• ZIEL:
Entscheiden Sie, ob die Aussagen (a) bis (c) mit dem Text über die Wandmalereien der Gamburg übereinstimmen, und belegen Sie jedes Ja oder Nein mit den ausschlaggebenden Worten des Textes als wörtlichem Zitat: (a) Die Farbreste wurden bei Renovierungsarbeiten entdeckt. (b) Der Palas galt zunächst als romanisch und erwies sich dann als Renaissancebau. (c) Der Umbau im Stil der Renaissance geschah unter Eberhard Rüdt von Collenberg.

• EXTRAHIERTER TEXT:

Die Wandmalereien der Gamburg

Ausschnitt Nordwand, Adrianopel
Ausschnitt Nordwand, Adrianopel

Ein erstaunlicher Fund

  Vor 28 Jahren machte Baron Hans-Georg von Mallinckrodt, der heutige Eigentümer der Gamburg, einen erstaunlichen Fund. In der eigentlichen Absicht die Räumlichkeiten des historischen Palas für Wohnzwecke nutzbar zu machen, stieß er dort bei Renovierungsarbeiten auf bemerkenswerte Farbreste, unter der inneren Putzschicht der alten Wände. Was er hier auf einer tiefer gelegenen Kalkschicht an erkennbar alten Linien vorfand, ließ ihn ahnen, dass alles was unter der aufgebrochenen Wand verborgen schien, Teil eines größeren Ganzen war. So machte er sich an die mühevolle Arbeit, Zentimeter um Zentimer, einen Teil der Fläche an der Nordwand des Palas, von ihrer äußeren Schicht zu befreien und was dabei hervor kam ist nicht weniger als eine kleine archäologische Sensation.

 

  Es blieb nicht dabei die Nordwand über weite Flächen Stück für Stück zu entblättern, sondern es folgten weitere Stichproben an den verschiedensten Stellen des großen Palas und es sollte sich herausstellen, dass der alte Saal ein wahres, überaus komplexes Fundstück barg, das alle bisherigen Annahmen um sein historisches Alter, insbesondere auch was die kunst- und bauhistorische Einordnung und Bedeutung betraf, auf den Kopf stellte. Was äußerlich als Renaissancebau, den man altersmäßig der Mitte des 16. Jahrhunderts zuordnen durfte, daher kam, entpuppte sich als ein Gebäude das zweifelsfrei der Romanik entsprungen war, mithin einer gänzlich anderen Epoche, der Frühzeit der Gamburg. Neben zahlreichen Resten von historischen Wandmalereien, die nun im wahrsten Sinne des Wortes scheibchenweise aus dem Dunkel der Geschichte ans Tageslicht kamen, versteckten die alten Gemäuer auch eine, nun zum Vorschein kommende, den gesamten Saal umfassende Kette von Arkardenbögen aus Sandstein, in einer bildhauerischen Qualität gearbeitet, dass es dem heutigen Betrachter schlichtweg den Atem verschlägt.

 

Was man heute sieht

Palasbesichtigung der Wissenschaft
Palasbesichtigung der Wissenschaft

  Wie sich im Laufe der darauf folgenden Jahre herausstellte, war das Palasgebäude Mitte des 16. Jahrhunderts, unter dem damaligen Besitzer Eberhard Rüdt von Collenberg, dem vorherrschenden Zeitgeist entsprechend, in ein Gebäude im Stile der Renaissance gewandelt worden. Dabei zögerte man nicht, die einstmals wunderbar gearbeiteten Arkaden unter einer neuen Putzschicht zu vermauern und zu verbergen und gleichzeitig, einem "modernen" Gedanken folgend, für neue Fensteröffnungen zu durchbrechen, in nicht geringem Umfang also zu zerstören!

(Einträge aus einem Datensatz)
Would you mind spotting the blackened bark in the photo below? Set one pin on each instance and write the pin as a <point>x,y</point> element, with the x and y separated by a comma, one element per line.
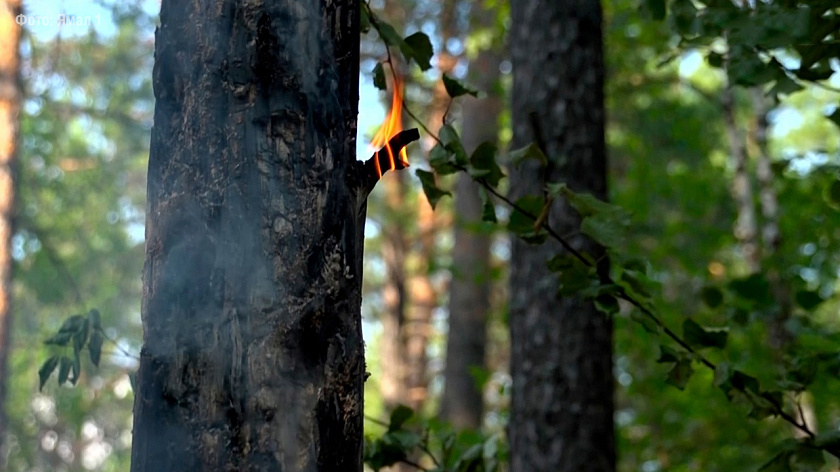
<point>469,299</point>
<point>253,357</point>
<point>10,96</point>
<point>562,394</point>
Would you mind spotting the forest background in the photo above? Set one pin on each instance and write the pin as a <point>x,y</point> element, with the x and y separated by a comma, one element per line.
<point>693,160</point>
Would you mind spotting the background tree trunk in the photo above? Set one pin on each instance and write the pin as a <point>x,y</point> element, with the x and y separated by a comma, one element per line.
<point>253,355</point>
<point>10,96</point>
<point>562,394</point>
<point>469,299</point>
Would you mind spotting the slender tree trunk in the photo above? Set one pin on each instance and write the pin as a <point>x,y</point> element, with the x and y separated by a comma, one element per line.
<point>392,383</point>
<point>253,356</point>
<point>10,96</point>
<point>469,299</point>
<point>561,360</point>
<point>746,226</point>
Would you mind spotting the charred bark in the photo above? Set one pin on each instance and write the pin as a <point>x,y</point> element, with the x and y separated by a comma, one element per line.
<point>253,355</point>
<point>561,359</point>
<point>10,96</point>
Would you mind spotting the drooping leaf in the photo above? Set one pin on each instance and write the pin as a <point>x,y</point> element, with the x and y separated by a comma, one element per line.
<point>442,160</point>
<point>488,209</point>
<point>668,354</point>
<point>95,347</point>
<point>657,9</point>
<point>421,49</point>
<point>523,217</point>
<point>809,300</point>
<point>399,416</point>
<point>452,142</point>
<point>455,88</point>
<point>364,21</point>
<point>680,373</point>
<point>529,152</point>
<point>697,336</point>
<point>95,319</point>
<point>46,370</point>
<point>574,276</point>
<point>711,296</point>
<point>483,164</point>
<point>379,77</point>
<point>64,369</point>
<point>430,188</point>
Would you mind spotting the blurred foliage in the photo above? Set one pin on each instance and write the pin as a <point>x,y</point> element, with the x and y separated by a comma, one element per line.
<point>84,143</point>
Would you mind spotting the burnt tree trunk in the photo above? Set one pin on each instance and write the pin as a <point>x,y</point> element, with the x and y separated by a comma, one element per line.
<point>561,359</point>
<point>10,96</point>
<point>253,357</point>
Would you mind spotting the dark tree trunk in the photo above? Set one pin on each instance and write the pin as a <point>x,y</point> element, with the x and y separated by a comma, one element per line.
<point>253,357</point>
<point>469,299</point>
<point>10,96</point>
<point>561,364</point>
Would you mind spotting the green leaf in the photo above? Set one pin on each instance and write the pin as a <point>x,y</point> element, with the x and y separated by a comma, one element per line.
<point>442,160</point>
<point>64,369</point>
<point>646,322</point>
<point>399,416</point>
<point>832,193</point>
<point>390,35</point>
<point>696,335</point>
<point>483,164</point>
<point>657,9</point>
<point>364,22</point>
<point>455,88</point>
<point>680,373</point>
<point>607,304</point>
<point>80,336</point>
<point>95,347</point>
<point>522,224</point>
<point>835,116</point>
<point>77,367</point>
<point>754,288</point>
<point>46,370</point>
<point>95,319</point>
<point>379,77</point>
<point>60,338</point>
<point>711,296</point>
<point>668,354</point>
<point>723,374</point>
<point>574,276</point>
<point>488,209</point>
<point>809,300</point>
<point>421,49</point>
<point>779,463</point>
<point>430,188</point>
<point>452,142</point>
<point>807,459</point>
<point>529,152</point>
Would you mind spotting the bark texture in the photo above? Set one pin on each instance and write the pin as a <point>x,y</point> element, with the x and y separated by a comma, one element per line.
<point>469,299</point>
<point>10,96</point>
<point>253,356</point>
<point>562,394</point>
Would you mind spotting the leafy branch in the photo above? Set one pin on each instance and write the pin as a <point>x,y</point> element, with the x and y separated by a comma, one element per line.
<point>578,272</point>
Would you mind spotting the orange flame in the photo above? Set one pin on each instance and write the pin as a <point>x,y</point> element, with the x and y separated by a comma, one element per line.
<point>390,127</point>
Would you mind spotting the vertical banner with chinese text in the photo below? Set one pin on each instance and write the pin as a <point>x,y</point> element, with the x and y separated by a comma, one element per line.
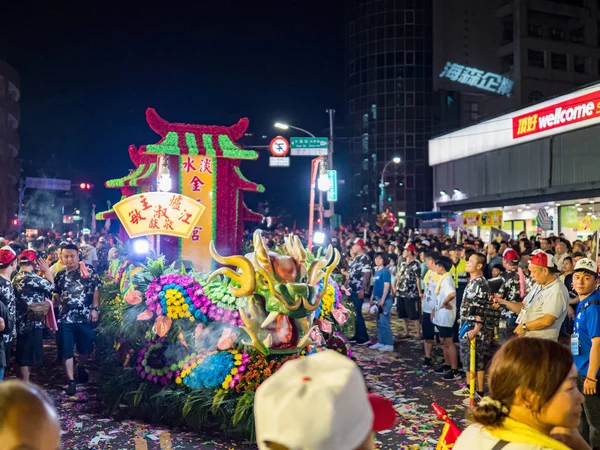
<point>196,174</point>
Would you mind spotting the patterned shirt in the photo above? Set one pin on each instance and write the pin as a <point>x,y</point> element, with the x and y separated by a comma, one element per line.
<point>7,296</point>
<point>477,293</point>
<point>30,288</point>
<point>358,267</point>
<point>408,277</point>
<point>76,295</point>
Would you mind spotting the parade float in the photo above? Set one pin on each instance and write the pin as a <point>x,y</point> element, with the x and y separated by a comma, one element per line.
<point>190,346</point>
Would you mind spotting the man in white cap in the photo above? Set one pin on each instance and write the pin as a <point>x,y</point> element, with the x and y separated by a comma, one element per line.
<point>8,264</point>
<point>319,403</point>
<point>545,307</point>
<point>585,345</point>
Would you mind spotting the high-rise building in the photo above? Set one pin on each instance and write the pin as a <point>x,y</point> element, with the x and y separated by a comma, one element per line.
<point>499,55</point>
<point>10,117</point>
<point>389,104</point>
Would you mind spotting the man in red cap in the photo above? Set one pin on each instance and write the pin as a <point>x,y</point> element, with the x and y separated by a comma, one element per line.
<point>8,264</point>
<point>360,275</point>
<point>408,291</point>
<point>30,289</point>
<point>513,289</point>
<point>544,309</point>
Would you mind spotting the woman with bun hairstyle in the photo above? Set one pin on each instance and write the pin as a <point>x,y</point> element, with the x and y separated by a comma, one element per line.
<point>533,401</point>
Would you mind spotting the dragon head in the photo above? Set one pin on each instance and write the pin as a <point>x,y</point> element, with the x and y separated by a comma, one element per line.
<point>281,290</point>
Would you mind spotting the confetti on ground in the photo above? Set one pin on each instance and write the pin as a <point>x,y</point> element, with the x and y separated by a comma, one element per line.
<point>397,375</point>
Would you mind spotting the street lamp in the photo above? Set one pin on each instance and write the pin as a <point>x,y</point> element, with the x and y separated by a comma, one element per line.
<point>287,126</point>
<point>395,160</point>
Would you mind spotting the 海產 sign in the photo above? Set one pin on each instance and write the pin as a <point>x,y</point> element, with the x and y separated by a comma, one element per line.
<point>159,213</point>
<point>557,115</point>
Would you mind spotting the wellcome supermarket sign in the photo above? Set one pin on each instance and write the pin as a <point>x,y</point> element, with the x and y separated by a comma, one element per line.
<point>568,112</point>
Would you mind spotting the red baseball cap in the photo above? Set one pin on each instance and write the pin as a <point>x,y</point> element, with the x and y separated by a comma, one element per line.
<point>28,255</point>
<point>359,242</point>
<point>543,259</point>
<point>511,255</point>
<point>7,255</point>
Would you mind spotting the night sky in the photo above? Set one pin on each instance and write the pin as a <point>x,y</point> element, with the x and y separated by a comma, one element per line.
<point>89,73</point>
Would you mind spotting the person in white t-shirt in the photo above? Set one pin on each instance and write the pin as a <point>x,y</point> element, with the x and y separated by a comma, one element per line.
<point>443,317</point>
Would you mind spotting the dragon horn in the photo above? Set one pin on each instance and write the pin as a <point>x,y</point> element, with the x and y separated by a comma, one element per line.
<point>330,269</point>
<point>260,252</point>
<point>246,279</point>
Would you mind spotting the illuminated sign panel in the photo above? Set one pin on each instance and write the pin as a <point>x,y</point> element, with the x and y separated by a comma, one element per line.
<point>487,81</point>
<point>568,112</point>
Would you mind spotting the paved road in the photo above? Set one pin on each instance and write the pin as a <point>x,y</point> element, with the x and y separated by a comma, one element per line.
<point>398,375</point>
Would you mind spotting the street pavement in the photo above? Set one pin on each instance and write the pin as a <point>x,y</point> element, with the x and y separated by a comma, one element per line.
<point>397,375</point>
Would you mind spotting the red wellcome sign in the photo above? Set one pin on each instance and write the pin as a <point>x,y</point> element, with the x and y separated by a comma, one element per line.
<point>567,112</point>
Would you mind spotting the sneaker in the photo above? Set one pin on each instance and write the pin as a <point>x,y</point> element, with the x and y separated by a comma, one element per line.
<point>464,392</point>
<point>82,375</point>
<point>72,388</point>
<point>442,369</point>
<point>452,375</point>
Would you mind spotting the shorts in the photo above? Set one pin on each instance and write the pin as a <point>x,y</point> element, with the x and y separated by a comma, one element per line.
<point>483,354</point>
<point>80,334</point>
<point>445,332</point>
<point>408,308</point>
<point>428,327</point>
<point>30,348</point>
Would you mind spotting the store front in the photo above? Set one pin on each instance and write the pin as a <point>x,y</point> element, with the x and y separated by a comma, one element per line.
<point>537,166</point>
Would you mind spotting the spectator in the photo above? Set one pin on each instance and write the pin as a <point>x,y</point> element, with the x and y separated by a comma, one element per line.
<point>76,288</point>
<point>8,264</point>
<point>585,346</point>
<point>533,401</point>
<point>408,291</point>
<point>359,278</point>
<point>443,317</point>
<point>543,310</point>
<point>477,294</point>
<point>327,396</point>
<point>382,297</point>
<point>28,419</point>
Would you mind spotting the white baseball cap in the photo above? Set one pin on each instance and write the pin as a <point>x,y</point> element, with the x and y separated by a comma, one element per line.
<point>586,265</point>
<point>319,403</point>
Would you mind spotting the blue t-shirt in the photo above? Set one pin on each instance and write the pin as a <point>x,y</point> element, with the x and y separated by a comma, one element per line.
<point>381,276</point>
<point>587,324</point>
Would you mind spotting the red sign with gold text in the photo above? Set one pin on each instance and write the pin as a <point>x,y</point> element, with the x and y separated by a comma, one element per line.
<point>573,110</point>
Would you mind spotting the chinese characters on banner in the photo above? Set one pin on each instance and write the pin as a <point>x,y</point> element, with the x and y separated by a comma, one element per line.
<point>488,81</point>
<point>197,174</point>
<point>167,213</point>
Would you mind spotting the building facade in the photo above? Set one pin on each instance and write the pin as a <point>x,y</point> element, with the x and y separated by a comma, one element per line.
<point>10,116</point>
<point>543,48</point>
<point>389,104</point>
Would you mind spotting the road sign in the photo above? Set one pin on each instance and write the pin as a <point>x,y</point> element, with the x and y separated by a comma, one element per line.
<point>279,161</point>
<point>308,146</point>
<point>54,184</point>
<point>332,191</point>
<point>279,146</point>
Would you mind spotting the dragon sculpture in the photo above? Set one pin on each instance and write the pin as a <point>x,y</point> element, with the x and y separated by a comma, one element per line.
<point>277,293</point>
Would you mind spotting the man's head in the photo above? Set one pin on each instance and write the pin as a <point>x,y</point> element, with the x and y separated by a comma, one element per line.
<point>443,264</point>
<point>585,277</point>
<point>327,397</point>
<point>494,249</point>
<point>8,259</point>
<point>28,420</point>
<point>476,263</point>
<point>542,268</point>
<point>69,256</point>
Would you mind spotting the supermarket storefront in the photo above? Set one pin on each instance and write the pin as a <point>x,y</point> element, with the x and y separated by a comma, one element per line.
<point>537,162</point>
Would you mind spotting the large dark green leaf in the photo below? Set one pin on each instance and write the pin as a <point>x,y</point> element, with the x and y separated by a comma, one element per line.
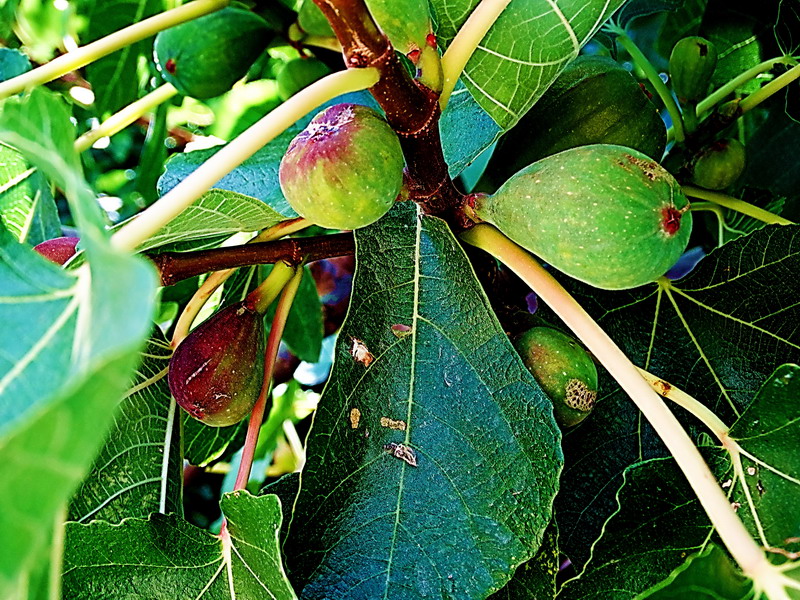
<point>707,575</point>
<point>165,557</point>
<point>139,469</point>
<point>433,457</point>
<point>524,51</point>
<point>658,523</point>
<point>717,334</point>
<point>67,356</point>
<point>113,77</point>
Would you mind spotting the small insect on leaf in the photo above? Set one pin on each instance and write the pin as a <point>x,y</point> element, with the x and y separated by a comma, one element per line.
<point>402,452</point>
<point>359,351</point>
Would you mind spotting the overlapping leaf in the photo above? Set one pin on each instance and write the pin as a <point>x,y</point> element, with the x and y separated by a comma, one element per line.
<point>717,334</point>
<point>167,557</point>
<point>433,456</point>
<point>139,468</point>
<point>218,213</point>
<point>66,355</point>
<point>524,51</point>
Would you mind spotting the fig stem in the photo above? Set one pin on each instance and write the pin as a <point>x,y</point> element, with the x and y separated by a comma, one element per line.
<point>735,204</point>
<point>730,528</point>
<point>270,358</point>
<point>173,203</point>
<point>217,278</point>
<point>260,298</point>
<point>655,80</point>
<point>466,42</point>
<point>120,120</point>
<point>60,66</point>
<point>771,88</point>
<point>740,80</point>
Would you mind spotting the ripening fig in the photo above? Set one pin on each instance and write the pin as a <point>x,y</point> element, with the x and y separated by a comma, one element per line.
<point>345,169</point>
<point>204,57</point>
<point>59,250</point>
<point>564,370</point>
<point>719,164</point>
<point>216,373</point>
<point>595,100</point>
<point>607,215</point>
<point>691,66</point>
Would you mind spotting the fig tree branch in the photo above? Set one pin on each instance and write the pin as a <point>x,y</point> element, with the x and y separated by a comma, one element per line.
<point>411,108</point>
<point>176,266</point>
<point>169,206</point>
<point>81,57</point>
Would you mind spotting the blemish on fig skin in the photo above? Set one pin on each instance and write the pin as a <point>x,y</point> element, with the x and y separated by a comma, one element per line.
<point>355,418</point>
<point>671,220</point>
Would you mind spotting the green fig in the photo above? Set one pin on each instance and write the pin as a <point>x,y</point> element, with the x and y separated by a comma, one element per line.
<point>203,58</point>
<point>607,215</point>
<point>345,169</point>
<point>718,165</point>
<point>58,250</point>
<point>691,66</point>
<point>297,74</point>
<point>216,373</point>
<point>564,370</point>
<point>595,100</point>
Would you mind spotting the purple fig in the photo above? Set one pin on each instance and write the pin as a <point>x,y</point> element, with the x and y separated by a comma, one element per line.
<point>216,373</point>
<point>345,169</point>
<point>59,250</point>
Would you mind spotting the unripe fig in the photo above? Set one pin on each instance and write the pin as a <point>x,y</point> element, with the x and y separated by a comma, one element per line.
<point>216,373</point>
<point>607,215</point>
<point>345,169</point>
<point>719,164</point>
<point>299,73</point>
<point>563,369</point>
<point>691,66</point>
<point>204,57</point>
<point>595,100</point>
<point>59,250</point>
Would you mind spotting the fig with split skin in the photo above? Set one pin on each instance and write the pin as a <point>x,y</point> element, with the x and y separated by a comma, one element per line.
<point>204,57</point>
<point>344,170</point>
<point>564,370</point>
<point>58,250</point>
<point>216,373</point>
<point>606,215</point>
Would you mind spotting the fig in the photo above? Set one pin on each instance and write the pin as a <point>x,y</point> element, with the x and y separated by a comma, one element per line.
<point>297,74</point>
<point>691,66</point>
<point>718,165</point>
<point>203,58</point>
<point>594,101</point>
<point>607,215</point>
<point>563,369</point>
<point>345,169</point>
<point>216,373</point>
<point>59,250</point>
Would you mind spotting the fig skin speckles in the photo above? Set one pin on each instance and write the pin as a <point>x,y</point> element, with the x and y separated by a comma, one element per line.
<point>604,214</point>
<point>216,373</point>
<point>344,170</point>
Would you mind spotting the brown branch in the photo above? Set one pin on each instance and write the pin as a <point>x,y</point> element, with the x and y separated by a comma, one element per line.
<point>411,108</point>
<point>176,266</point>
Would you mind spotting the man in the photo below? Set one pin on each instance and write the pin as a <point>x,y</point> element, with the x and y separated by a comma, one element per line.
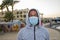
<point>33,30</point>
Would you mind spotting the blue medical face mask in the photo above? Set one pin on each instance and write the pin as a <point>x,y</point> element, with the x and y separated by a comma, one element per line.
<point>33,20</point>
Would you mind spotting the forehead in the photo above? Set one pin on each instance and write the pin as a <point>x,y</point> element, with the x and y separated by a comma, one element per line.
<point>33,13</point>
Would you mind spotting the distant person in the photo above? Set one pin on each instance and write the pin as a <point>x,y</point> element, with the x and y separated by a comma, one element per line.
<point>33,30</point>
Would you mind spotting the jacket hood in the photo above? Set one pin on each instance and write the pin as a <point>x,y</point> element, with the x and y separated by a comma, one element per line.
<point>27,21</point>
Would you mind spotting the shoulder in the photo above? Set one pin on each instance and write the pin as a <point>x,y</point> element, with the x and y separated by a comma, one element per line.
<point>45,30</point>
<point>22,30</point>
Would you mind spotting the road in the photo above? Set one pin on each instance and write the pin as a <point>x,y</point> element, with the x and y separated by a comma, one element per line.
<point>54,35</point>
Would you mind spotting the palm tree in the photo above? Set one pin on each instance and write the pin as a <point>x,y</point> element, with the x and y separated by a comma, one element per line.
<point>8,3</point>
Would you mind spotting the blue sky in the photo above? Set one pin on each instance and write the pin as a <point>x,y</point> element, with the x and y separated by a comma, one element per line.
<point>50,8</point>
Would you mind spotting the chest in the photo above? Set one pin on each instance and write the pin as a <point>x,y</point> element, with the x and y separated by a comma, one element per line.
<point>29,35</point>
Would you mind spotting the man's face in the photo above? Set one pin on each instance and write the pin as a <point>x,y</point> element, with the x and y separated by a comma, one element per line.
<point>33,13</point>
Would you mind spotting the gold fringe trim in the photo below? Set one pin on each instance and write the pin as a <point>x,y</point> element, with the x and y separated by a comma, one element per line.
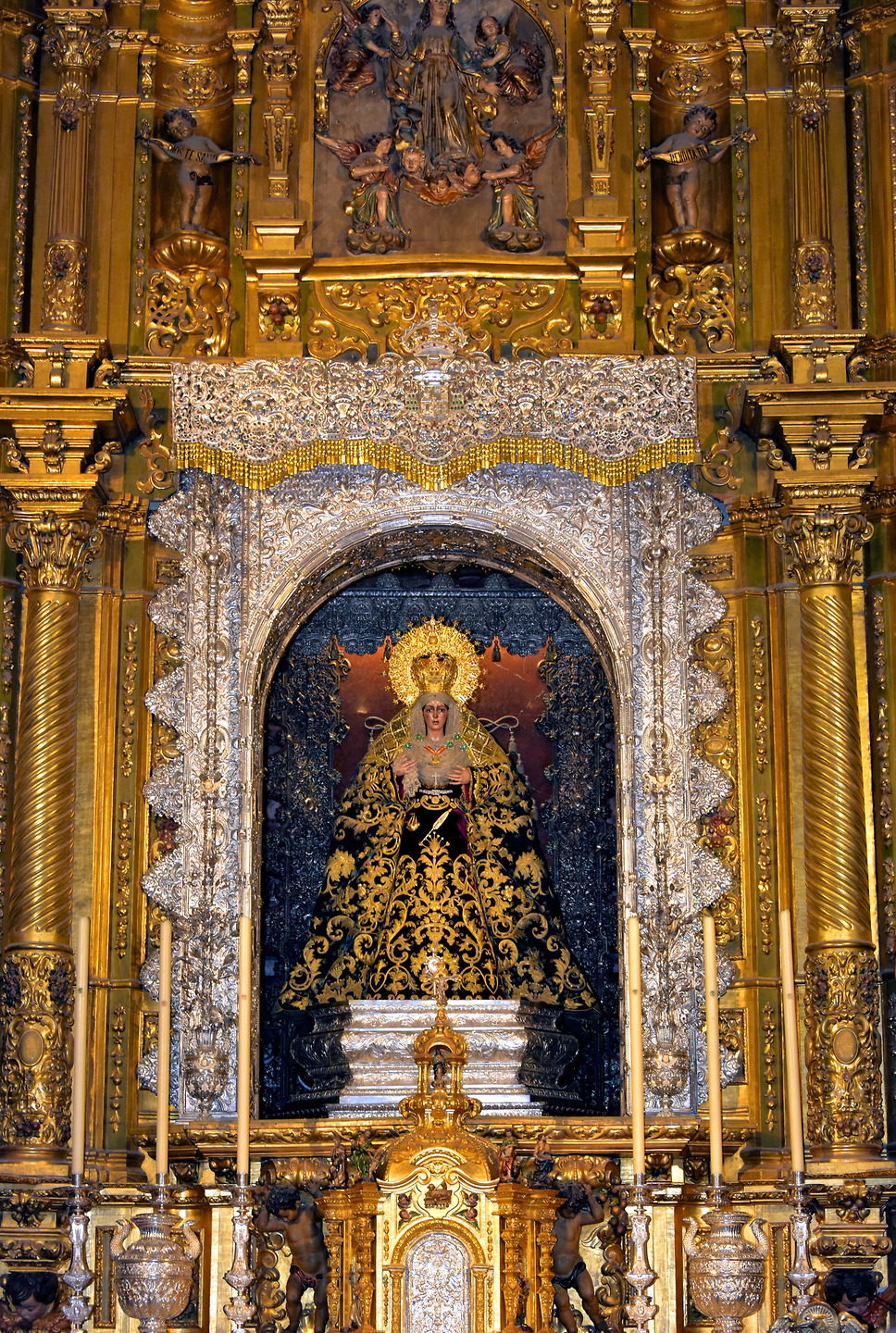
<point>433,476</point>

• VOLLSTÄNDIGE ANTWORT:
(a) Ja: „stieß er dort bei Renovierungsarbeiten auf bemerkenswerte Farbreste“
(b) Nein: „entpuppte sich als ein Gebäude das zweifelsfrei der Romanik entsprungen war“
(c) Ja: „unter dem damaligen Besitzer Eberhard Rüdt von Collenberg“